--- PASSAGE SHOWN ---
━━━━━━━━
= Have I Done Any Good? =

Mormon hymn

"Have I Done Any Good?" is a hymn of The Church of Jesus Christ of Latter-day Saints written by Will Lamartine Thompson (1847–1909), number 223 in Hymns of the Church of Jesus Christ of Latter-day Saints. The hymnal (text) was matched to the music for a popular tune "East Liverpool". It has been called "introspective" in tone, and a "popular hymn" that can be used to inspire discussion about the effectiveness of Church missions.

In the 1985 revision of the hymnal, the only change directed by Church authorities came from Apostle Boyd K. Packer: to make this hymn read "Only he who does something helps others to live/To God each good work will be known", instead of "Only he who does something is worthy to live/The world has no use for a drone".

==Lyrics==

Have I done any good in the world today?
━━━━━━━━
--- Region annotation entries ---
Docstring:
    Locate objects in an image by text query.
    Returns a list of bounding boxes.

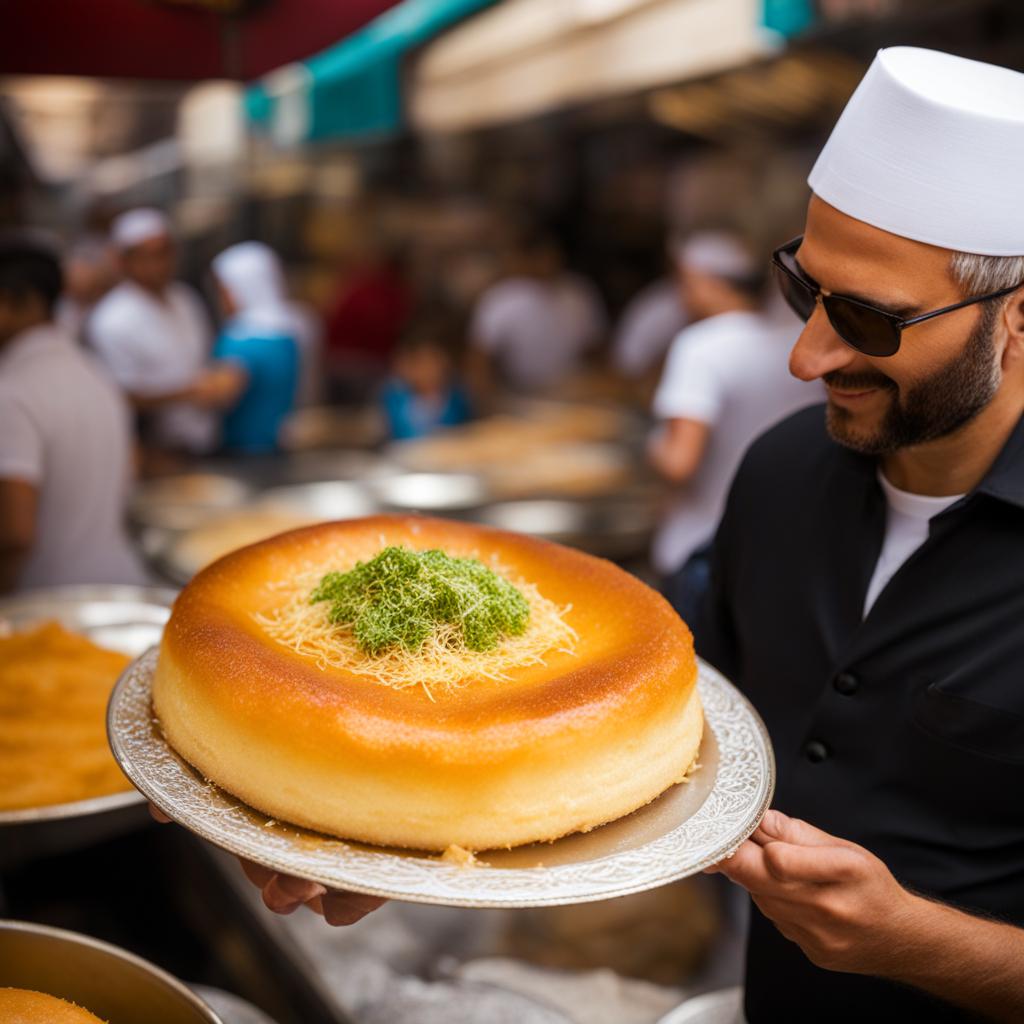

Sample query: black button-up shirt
[694,407,1024,1024]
━━━━━━━━
--- WORK TO COMPLETE ---
**a.** Answer these questions from the article on the hymn.
(i) Who wrote the hymn?
(ii) What number does the hymn have in Hymns of the Church of Jesus Christ of Latter-day Saints?
(iii) Who directed the only change in the 1985 revision of the hymnal?
**b.** Transcribe, character for character, the section of the hymn article that starts with the words containing "In the 1985" and ends with "the world today?".

--- SOLUTION SET ---
**a.**
(i) Will Lamartine Thompson (1847–1909)
(ii) 223
(iii) Apostle Boyd K. Packer

**b.**
In the 1985 revision of the hymnal, the only change directed by Church authorities came from Apostle Boyd K. Packer: to make this hymn read "Only he who does something helps others to live/To God each good work will be known", instead of "Only he who does something is worthy to live/The world has no use for a drone".

==Lyrics==

Have I done any good in the world today?